Written problem —
Convert the items below, from their first line through the line containing "[[263, 235]]", inclusive, into a Markdown table with the columns Row and Line Text, numbering each row and leaving out blank lines.
━━━
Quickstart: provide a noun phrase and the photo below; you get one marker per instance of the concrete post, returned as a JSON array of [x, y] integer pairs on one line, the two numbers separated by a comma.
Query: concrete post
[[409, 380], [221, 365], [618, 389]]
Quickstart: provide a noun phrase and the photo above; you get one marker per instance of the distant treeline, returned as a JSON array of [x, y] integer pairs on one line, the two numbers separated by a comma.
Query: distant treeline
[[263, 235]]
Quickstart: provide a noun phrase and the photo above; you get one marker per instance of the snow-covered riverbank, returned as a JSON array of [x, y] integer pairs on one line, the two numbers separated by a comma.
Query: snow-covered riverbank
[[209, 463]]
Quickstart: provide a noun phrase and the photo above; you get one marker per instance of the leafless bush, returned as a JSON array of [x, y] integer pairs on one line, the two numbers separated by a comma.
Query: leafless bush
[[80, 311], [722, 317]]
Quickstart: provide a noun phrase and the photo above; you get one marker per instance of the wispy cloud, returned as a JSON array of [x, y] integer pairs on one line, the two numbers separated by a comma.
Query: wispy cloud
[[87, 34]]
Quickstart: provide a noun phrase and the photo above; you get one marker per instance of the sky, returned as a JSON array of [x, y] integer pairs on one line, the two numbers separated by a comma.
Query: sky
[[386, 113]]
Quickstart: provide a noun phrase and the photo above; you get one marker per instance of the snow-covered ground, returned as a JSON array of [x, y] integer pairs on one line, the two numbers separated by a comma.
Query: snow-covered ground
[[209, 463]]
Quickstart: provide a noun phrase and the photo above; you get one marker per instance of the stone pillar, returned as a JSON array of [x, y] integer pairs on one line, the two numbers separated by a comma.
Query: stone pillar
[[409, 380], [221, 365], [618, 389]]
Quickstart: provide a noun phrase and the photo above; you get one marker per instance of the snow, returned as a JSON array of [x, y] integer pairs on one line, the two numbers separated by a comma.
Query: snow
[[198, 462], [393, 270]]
━━━
Final result —
| Row | Line Text |
|---|---|
| 1 | Quickstart: provide a noun phrase and the photo below; you get one marker per instance of the concrete post, returned as a JSON array of [x, y] integer pairs on one line, the two numbers separated by a comma. |
| 2 | Query: concrete post |
| 3 | [[409, 380], [221, 365], [618, 389]] |
| 4 | Quickstart: provide a noun phrase and the photo above; you get one marker per instance of the distant treeline, returned as a JSON array of [x, y] integer pairs on one line, the two numbers separated by a comma. |
| 5 | Query: distant treeline |
| 6 | [[263, 235]] |